→ STATED GOAL: Reproduce the data below verbatim, leaving every line unchanged.

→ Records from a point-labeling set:
--

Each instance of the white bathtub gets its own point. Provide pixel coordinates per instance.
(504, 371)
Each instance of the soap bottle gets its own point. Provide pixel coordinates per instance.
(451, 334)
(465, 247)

--

→ REPLY:
Each instance of the white bathtub gets its own point. Provide pixel coordinates per instance.
(504, 371)
Each instance of the soap bottle gets its own point. Provide pixel coordinates per instance.
(451, 334)
(465, 247)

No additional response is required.